*** Opening MATERIAL SUPPLIED ***
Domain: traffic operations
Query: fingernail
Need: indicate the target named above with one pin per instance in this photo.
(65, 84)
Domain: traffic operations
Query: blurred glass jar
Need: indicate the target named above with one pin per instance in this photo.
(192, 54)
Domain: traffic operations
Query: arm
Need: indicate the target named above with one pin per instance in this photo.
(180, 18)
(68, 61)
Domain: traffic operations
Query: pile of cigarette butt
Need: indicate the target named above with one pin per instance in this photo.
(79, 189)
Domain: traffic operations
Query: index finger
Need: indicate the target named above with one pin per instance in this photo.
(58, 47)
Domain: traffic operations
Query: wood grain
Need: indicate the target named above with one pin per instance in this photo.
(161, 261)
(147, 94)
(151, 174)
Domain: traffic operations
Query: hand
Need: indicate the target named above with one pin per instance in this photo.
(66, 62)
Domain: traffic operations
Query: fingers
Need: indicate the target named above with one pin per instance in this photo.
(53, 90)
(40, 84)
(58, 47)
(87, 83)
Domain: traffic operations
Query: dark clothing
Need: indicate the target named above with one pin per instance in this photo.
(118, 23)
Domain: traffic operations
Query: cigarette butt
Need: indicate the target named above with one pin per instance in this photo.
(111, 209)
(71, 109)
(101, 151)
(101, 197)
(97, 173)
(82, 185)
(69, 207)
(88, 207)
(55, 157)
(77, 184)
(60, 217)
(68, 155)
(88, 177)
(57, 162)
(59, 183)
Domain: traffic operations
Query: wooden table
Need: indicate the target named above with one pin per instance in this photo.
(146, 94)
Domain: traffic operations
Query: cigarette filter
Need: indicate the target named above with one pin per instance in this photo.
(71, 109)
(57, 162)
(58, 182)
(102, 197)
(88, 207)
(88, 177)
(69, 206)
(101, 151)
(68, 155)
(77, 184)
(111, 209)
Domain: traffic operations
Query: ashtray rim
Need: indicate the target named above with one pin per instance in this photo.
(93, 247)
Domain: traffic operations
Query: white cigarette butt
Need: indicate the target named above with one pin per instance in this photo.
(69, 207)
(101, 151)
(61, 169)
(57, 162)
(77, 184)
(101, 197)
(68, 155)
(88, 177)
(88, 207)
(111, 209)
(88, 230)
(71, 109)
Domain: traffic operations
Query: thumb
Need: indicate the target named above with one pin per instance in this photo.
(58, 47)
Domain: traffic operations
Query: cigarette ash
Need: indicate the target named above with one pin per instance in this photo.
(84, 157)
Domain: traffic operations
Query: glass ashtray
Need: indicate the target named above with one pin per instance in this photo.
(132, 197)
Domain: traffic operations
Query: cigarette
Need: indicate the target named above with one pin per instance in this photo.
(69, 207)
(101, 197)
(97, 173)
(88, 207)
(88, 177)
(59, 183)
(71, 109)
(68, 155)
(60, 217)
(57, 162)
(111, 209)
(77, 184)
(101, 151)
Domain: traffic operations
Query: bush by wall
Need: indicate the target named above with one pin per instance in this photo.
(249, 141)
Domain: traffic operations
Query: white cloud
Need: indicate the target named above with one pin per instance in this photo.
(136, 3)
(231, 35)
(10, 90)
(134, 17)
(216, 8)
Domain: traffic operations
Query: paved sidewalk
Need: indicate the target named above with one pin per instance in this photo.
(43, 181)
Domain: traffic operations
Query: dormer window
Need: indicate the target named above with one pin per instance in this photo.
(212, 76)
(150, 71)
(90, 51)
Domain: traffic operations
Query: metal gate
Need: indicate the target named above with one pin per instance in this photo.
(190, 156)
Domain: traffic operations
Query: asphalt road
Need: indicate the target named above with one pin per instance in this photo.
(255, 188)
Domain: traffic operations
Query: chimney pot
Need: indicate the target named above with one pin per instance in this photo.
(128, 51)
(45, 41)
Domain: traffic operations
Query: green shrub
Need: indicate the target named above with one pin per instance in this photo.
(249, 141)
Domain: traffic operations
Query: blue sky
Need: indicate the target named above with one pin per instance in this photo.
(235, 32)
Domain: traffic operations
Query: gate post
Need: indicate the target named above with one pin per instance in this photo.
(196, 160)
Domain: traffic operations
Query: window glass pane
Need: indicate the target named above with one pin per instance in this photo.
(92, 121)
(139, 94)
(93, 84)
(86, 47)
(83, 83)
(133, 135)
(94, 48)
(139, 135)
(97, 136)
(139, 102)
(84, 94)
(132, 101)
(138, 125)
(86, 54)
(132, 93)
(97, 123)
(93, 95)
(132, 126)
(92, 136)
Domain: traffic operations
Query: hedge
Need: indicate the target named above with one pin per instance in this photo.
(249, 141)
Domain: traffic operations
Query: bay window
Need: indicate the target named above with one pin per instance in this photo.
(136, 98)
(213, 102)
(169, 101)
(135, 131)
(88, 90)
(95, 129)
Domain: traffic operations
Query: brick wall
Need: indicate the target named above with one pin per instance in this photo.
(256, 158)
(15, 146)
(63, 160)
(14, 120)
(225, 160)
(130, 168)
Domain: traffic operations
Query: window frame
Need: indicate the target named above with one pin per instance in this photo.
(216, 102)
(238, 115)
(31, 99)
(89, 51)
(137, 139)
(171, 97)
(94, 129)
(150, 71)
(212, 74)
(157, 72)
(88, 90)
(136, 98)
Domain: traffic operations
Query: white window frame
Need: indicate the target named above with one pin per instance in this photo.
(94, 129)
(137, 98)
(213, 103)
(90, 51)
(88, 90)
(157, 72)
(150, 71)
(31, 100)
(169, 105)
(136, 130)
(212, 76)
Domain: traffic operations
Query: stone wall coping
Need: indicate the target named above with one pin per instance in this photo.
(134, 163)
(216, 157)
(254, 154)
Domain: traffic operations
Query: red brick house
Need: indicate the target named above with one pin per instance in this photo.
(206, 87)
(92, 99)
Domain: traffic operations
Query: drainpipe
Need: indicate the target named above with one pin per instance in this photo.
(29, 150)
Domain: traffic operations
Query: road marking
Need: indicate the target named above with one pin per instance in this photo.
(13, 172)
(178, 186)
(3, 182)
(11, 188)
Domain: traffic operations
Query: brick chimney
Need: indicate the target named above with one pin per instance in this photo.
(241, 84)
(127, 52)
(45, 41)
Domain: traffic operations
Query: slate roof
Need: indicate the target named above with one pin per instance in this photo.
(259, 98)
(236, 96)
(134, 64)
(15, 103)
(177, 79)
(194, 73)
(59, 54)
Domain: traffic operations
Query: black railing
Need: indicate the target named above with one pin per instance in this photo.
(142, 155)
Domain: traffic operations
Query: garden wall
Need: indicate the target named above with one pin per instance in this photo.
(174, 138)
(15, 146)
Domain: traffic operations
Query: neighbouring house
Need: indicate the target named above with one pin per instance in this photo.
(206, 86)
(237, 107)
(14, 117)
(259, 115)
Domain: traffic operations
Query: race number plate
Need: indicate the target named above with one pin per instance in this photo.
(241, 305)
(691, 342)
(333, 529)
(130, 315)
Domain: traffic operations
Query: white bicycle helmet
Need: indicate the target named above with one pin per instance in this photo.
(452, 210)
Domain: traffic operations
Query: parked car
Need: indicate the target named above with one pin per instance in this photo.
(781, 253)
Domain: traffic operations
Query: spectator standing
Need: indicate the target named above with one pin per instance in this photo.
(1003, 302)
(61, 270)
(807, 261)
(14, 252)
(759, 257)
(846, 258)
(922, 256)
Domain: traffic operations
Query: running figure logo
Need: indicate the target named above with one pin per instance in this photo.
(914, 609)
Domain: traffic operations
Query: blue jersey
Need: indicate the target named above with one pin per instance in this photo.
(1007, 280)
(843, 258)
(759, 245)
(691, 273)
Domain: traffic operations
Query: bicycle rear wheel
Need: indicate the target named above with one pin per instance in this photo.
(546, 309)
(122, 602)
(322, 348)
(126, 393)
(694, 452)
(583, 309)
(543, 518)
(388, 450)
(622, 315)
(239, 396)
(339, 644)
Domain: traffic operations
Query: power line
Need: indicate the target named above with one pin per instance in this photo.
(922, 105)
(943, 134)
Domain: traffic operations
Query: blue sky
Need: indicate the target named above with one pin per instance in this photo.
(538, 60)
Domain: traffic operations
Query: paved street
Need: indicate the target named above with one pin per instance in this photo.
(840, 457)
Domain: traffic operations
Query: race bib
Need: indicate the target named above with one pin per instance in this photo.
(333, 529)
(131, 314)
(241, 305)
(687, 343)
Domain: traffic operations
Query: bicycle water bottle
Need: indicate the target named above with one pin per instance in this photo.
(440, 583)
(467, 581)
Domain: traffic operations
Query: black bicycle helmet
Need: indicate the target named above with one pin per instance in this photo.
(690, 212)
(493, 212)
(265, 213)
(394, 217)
*** Closing MATERIAL SUPPLIED ***
WORK INSTRUCTIONS >> The answer must be every line of the records that holds the string "black".

RESULT >>
Query: black railing
Query: black bicycle helmet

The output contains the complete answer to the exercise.